Segment Start: MATERIALS PROVIDED

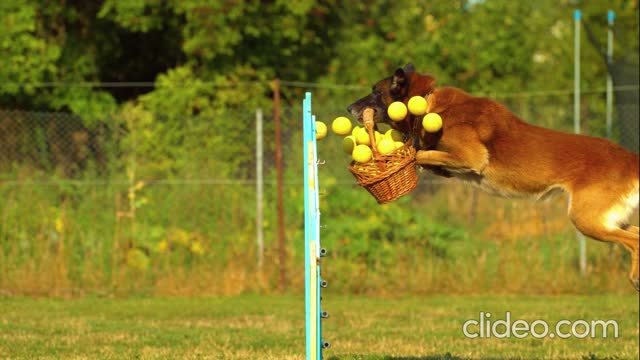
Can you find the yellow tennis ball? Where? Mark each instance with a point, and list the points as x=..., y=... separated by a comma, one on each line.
x=394, y=135
x=341, y=125
x=417, y=105
x=378, y=136
x=362, y=154
x=362, y=137
x=385, y=146
x=432, y=122
x=348, y=144
x=321, y=130
x=397, y=111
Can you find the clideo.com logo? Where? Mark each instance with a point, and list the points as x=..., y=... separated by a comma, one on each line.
x=484, y=327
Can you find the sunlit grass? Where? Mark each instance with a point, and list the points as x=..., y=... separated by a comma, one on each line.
x=272, y=327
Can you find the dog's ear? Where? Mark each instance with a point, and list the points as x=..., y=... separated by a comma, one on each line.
x=409, y=68
x=399, y=82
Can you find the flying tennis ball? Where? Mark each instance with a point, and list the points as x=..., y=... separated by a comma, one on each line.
x=362, y=137
x=378, y=136
x=432, y=122
x=394, y=135
x=386, y=146
x=341, y=125
x=321, y=130
x=417, y=105
x=397, y=111
x=362, y=154
x=348, y=144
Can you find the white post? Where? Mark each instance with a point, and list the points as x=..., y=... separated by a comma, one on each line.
x=576, y=122
x=259, y=189
x=610, y=17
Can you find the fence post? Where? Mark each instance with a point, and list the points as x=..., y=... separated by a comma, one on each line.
x=610, y=17
x=276, y=118
x=259, y=190
x=576, y=122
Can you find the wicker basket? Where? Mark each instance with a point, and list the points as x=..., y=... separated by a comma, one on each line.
x=387, y=177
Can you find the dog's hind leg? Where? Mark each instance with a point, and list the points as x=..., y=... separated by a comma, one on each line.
x=597, y=213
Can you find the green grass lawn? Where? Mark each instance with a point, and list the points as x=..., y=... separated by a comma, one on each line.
x=272, y=327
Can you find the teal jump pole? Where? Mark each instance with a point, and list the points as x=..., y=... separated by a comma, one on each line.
x=312, y=249
x=610, y=18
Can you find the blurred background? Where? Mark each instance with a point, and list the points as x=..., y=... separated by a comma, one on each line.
x=128, y=138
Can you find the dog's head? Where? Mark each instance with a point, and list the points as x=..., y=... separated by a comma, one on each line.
x=401, y=86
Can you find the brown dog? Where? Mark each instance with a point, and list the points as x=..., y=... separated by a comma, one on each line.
x=483, y=143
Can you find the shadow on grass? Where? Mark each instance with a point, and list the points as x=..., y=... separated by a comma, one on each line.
x=446, y=356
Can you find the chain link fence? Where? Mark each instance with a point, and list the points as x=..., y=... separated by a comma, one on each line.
x=174, y=201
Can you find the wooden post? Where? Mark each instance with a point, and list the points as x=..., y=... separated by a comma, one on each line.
x=281, y=240
x=259, y=191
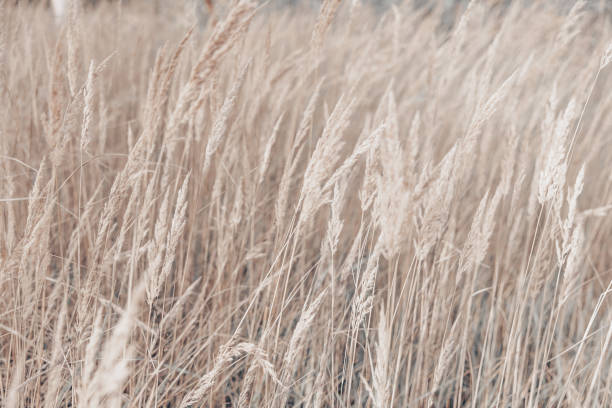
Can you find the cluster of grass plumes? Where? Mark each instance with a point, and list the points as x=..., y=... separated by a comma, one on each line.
x=290, y=209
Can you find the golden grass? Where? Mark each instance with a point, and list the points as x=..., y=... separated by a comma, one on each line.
x=291, y=208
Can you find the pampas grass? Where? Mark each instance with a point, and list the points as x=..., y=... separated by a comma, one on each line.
x=283, y=207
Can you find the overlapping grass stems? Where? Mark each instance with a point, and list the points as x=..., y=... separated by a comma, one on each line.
x=285, y=209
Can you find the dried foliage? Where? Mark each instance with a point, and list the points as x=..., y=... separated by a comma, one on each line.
x=282, y=208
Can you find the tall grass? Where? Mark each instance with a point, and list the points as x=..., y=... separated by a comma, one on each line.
x=281, y=208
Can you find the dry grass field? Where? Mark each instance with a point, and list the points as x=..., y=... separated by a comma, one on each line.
x=292, y=208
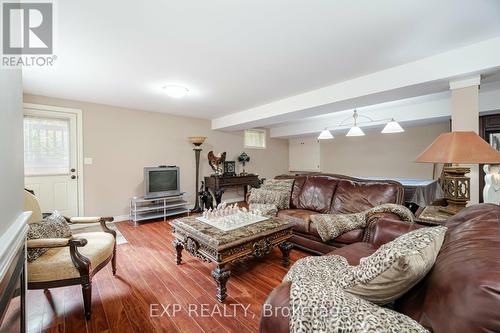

Segment End: MATERIALS PROVIDED

**HOW TO COMPLETE THIS TASK**. Omit every picture while transcribing the records above exactly.

**EXERCISE ANSWER**.
Can you find the yellow tennis ball? Where? Mark each instance with a point, and list the points as x=..., y=... separated by a comma, one on each line.
x=394, y=135
x=341, y=125
x=417, y=105
x=378, y=136
x=362, y=154
x=362, y=137
x=385, y=146
x=432, y=122
x=348, y=144
x=321, y=130
x=397, y=111
Can you find the clideo.com logo? Where? Mark each instance with a point, and list the points as x=..., y=... separated by a comma, one on each line.
x=484, y=327
Can you find the sunlit grass? Where? Mark each instance with a point, and list the points as x=..., y=... separated by a comma, one on each line.
x=272, y=327
Can you find the dog's ear? Where? Mark each instance with a point, and list the points as x=..., y=... separated by a comma, one on each line.
x=409, y=68
x=399, y=82
Can you find the flying tennis ball? Where? Mark each instance with a point, and list the points as x=..., y=... separated by a comma, one on each line.
x=362, y=137
x=378, y=136
x=432, y=122
x=394, y=135
x=386, y=146
x=341, y=125
x=321, y=130
x=417, y=105
x=397, y=111
x=362, y=154
x=348, y=144
Can you find the white post? Where? Mark each instance with a point, and list the points as x=..., y=... separated by a comma, one on each line.
x=576, y=122
x=259, y=189
x=610, y=17
Can you find the fence post? Where? Mark each instance with a point, and list the points as x=..., y=... separated by a comma, one on each line.
x=610, y=17
x=276, y=118
x=259, y=190
x=576, y=122
Can you find the wicker basket? Where? Mark each instance with a point, and list the points as x=..., y=... separated by a comma, one on each line.
x=387, y=177
Can you find the dog's hind leg? Where? Mark each instance with a point, and list the points as x=..., y=... separated by a comma, one on each line.
x=597, y=213
Can you find the green grass lawn? Where? Mark each instance with a point, and list the points as x=..., y=... separated by a comma, one on each line.
x=272, y=327
Can you find the teal jump pole? Where? Mark each instance with a point, and list the points as x=..., y=... separated by a comma, one on each line.
x=312, y=249
x=610, y=18
Can you find the blurred background? Where? Mark each instance with a point, and list the points as x=..., y=... separated by a comma, one on each line.
x=128, y=138
Can you find the dog's head? Where? Mark each instance with a point, and list the points as x=..., y=... separated by a comma, one on each line.
x=401, y=86
Can you find the brown dog? Where? Mark each instance with a point, and list the points as x=..., y=... separated by a comma, one on each line.
x=483, y=143
Can you find the shadow on grass? Where? Mark each instance with a point, and list the points as x=..., y=... separated by a comma, one on each line.
x=446, y=356
Can you find the chain link fence? Where? Mark each instance with a point, and list the points as x=..., y=... separated by a comma, one on each line.
x=174, y=201
Can you find the wooden post? Where? Mark each instance with a point, and list the points as x=..., y=... separated by a comma, one on each line.
x=281, y=240
x=259, y=191
Can you find the cluster of grass plumes? Where? Mark each instance with a point, and list the points as x=..., y=... separated by a comma, one on each line.
x=290, y=209
Can you find the golden grass? Where? Mark each instance with a point, and list the points as x=..., y=... separated by a comma, one on each line.
x=291, y=208
Can you find the pampas grass? Where? Mark each instance with a point, and list the points as x=..., y=... separated by a comma, one on each line.
x=283, y=207
Can you find the overlapping grass stems? Where? Mark each instance with a point, and list the points as x=..., y=... separated by a comma, one on each line.
x=285, y=209
Can you find the dried foliage? Where? Mark each instance with a point, and list the points as x=..., y=... separated by a comma, one on each line.
x=282, y=208
Can you find the tall grass? Where? Mark each instance with a point, and list the points as x=..., y=... separated by a comma, one on each line.
x=281, y=208
Can you find the dry grass field? Where? Mark each instance with a point, and list the points as x=..., y=... separated by a comma, one on each line.
x=292, y=208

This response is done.